### Problem details
Each line from the one holding "Target: man with wide-brim hat" to the end of the data below must be output verbatim, with no other lines.

### Dataset content

- Opening Delimiter -

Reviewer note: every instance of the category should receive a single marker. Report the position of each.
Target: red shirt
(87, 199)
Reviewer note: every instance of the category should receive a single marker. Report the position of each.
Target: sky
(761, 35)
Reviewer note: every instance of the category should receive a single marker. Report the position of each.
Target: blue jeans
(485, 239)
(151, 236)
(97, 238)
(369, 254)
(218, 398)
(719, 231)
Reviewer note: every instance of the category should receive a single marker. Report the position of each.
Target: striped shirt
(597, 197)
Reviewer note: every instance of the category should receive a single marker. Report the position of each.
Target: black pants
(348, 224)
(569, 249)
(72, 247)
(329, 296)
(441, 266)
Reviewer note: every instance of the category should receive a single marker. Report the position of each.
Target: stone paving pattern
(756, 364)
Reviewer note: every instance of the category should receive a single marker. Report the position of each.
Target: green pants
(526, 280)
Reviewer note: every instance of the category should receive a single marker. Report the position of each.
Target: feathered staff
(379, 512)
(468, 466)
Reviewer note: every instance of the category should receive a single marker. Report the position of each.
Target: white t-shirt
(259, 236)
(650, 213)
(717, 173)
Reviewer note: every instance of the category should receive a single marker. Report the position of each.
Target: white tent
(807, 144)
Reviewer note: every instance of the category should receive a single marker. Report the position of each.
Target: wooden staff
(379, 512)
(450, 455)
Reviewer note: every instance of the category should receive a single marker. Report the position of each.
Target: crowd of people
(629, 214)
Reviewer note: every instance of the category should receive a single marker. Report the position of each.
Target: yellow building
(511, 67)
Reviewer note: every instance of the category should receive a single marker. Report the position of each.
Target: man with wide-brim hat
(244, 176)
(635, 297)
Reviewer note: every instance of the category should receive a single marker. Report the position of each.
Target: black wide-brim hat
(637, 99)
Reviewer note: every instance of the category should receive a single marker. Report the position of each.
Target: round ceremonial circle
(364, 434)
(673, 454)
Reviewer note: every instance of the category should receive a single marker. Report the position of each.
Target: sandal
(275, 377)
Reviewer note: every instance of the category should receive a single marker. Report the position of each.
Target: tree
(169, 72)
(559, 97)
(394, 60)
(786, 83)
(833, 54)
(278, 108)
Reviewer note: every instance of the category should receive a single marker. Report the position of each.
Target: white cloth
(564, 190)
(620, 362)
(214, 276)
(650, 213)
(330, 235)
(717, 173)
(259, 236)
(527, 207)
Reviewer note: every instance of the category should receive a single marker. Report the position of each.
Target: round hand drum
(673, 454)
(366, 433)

- Closing Delimiter -

### Exercise answer
Target: man with wide-brim hat
(244, 176)
(635, 297)
Reviewer note: every instance of the category should receive a single marker. Report the position of each.
Target: black wide-brim hat
(637, 99)
Reviewer note: every instance of the category should receive a single marker. Report the position of each.
Target: round ceremonial circle
(364, 434)
(673, 454)
Reviewer note: every instance of the category should receive a single marker. Report the position of each.
Target: sandal
(275, 377)
Reviewer note: every instance of the category should receive a single marker. Report the position of each.
Target: tree
(169, 72)
(559, 97)
(394, 60)
(786, 83)
(833, 54)
(278, 108)
Reviewer note: every instance of the category should receive a single marker. Report the position of each.
Target: white cloth
(564, 190)
(620, 362)
(214, 276)
(650, 213)
(330, 235)
(717, 173)
(259, 236)
(527, 207)
Reviewer note: every instance of the category should receive a single marker. Report the position of each.
Target: round hand drum
(673, 454)
(366, 433)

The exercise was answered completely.